Texto para leer:
________________________
El apóstol Juan dice claramente que quien vino a ser Jesucristo existía desde toda la eternidad: “En el principio era el Verbo, y el Verbo era con Dios, y el Verbo era Dios. Este era en el principio con Dios. Todas las cosas por Él fueron hechas, y sin Él nada de lo que ha sido hecho, fue hecho” (Juan 1:1-3).
Aquí Juan señala que el Verbo, el Logos o Vocero, estaba con Dios desde antes del principio. Fue el agente creador, por medio de quien Dios el Padre creó todo lo que existe. Más tarde: “En el mundo estaba, y el mundo por Él fue hecho; pero el mundo no le conoció. A lo suyo vino, y los suyos no le recibieron. Mas a todos los que le recibieron, a los que creen en su nombre, les dio potestad de ser hechos hijos de Dios” (vs. 10-12).
El apóstol Pablo en varios pasajes, bajo inspiración divina, plantea lo mismo refiriéndose a Jesucristo: “Él es la imagen del Dios invisible, el primogénito de toda creación. Porque en Él fueron creadas todas las cosas, las que hay en los Cielos y las que hay en la Tierra, visibles e invisibles; sean tronos, sean dominios, sean principados, sean potestades; todo fue creado por medio de Él y para Él” (Colosenses 1:15-16). Y más adelante nos dice: “Dios, habiendo hablado muchas veces y de muchas maneras en otro tiempo a los padres por los profetas, en estos postreros días nos ha hablado por el Hijo, a quien constituyó heredero de todo, y por quien asimismo hizo el Universo” (Hebreos 1:1-2). Y luego: “Mas del Hijo dice: Tu trono, oh Dios, por el siglo del siglo; cetro de equidad es el cetro de tu Reino” (v. 8). Y finalmente: “Tú, oh Señor, en el principio fundaste la Tierra, y los Cielos son obra de tus manos” (v. 10).
Observemos que en el versículo 8 se dirige al Hijo diciendo: “Oh Dios”, y en el versículo 2 lo señala como quien “hizo el Universo, y agregó: “En el principio fundaste la Tierra” (v. 10).
¡No hay la menor indicación de que alguno de estos versículos escritos por los apóstoles Pablo o Juan fueran poéticos o metafóricos! Simplemente exponen el hecho de que el Verbo que vino a ser Jesucristo estaba con el Padre “en el principio”, que era el Logos o Vocero del Padre, y que todas las cosas fueron creadas directamente por medio de Él: ¡de Jesucristo!
________________________
Datos mostrados:
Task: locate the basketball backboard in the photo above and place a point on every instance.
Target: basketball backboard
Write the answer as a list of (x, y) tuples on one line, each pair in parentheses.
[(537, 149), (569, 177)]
________________________
Tareas:
A. En el texto sobre el Verbo, copia de nuevo el tramo que va de "Observemos que en" hasta "Él: ¡de Jesucristo!", cambiando "Vocero" por "Portavoz".
B. Según el texto sobre el Verbo, ¿en qué se basa la afirmación de que quien vino a ser Jesucristo existía desde toda la eternidad? Explícalo en una a tres oraciones.

Resultados por tarea:
A.
Observemos que en el versículo 8 se dirige al Hijo diciendo: “Oh Dios”, y en el versículo 2 lo señala como quien “hizo el Universo, y agregó: “En el principio fundaste la Tierra” (v. 10).
¡No hay la menor indicación de que alguno de estos versículos escritos por los apóstoles Pablo o Juan fueran poéticos o metafóricos! Simplemente exponen el hecho de que el Verbo que vino a ser Jesucristo estaba con el Padre “en el principio”, que era el Logos o Portavoz del Padre, y que todas las cosas fueron creadas directamente por medio de Él: ¡de Jesucristo!

B. Se basa en lo que dice el apóstol Juan: "En el principio era el Verbo, y el Verbo era con Dios, y el Verbo era Dios" (Juan 1:1). El texto identifica a ese Verbo con quien vino a ser Jesucristo, y por eso afirma que estaba con Dios desde antes del principio.